SHORT EXERCISE >> Count the lines in the records below that contain the string "jacket", treating uppercase and lowercase as different. Give only the number.

>> start SUPPLIED DATA

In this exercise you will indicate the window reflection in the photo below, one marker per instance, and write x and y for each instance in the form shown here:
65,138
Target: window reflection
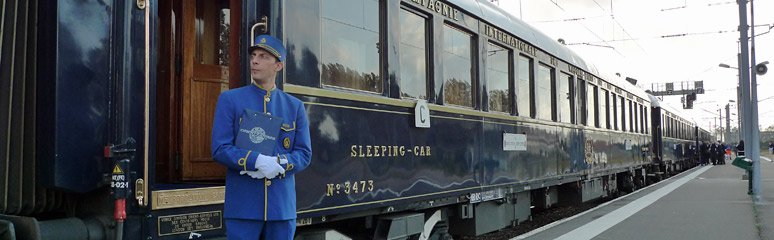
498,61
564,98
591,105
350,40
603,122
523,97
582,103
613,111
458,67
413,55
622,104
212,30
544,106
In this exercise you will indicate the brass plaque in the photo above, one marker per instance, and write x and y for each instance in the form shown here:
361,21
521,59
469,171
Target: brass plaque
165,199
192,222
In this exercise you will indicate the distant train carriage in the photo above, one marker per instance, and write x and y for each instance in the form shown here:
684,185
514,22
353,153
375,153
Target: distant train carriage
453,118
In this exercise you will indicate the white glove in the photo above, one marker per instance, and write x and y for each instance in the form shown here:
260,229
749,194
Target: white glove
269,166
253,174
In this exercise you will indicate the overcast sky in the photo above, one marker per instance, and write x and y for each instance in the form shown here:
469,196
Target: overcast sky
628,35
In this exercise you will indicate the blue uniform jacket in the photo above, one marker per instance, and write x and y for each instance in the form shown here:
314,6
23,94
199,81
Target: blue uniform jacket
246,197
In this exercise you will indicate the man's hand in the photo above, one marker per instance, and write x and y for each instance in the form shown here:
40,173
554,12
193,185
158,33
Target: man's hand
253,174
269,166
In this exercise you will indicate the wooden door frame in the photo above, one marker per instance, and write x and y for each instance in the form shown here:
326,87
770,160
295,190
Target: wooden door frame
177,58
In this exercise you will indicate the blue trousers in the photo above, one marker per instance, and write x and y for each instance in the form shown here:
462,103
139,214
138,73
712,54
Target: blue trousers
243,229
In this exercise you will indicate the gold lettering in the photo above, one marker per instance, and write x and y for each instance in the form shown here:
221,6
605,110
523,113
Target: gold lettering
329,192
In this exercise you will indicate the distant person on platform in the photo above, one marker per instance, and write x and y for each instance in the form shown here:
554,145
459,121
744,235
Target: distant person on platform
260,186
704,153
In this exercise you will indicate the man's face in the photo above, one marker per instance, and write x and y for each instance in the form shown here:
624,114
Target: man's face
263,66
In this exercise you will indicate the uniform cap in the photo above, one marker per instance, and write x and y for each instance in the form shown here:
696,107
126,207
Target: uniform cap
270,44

>> end SUPPLIED DATA
>> start SUPPLIED DATA

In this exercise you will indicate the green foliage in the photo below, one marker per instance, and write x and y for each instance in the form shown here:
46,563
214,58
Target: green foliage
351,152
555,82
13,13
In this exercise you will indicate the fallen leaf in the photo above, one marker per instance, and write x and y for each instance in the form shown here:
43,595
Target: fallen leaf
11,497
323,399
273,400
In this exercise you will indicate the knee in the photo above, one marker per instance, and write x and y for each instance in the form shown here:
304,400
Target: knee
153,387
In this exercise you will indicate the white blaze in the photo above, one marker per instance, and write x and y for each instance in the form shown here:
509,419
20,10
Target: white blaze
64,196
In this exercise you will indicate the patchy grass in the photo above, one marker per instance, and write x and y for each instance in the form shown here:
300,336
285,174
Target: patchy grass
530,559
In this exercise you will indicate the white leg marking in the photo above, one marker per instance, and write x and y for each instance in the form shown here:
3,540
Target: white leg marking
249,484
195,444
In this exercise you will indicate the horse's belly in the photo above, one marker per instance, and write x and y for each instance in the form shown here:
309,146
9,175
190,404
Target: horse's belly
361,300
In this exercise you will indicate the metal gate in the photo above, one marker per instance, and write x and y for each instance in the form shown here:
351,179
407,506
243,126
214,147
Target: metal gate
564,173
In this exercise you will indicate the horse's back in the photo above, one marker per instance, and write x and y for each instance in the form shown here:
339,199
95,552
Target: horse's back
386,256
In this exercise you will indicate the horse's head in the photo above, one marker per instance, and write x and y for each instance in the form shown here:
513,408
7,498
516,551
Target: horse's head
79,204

>> end SUPPLIED DATA
>> start SUPPLIED DATA

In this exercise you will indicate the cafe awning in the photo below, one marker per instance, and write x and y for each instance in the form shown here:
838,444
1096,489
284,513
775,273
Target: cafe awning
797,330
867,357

>> end SUPPLIED DATA

ANSWER FOR THIS EXERCISE >> 2